ENUNCIADO DA TAREFA. Transcreva sem qualquer alteração, do texto abaixo sobre o chef Benê Souza, o trecho que se inicia nas palavras "Àquela época, ainda" e termina em "parte do programa.".

TEXTO DE ORIGEM.

Aos 11 anos, depois da escola, Benê Souza ajudava seu primo como servente de pedreiro. Entusiasta do trabalho manual desde pequeno, gostava de bater a massa e carregar a carriola – e ainda ganhava um pagode, como se refere a dinheiro.

Àquela época, ainda era Ebenezer, um nome de origem bíblica, eleito pela família evangélica, de Sumaré, no interior de São Paulo. Virou Benê quando entrou, acidentalmente, na cozinha.

“Ebenezer é gigantesco, até acertar o nome e me chamar, já queimou tudo”, disse o chef, cheio de graça, que hoje com 28 anos lidera a cozinha do Z Deli Restaurante e Delicatessen, um dos pontos gastronômicos mais efervescentes de São Paulo, no qual a fila faz parte do programa.

Embora já tenha sido reconhecido como revelação por prêmios importantes de São Paulo, o passado de sua história com a cozinha não tem romantismo algum, e isso não o incomoda. “O que minha avó cozinhava? Nada. O que tinha na geladeira da minha casa quando eu era pequeno? Hambúrguer e linguiça. O que eu fazia no improviso? Salsicha.”

DADOS FORNECIDOS.
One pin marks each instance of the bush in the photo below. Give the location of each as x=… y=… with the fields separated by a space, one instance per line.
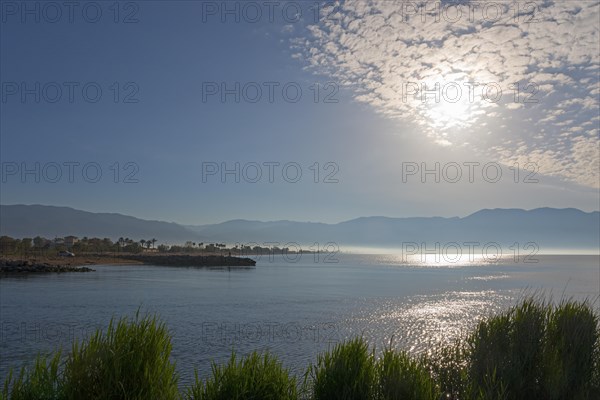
x=532 y=351
x=347 y=372
x=41 y=382
x=254 y=377
x=402 y=377
x=130 y=361
x=571 y=354
x=505 y=353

RESOLUÇÃO DO EXERCÍCIO.
Àquela época, ainda era Ebenezer, um nome de origem bíblica, eleito pela família evangélica, de Sumaré, no interior de São Paulo. Virou Benê quando entrou, acidentalmente, na cozinha.

“Ebenezer é gigantesco, até acertar o nome e me chamar, já queimou tudo”, disse o chef, cheio de graça, que hoje com 28 anos lidera a cozinha do Z Deli Restaurante e Delicatessen, um dos pontos gastronômicos mais efervescentes de São Paulo, no qual a fila faz parte do programa.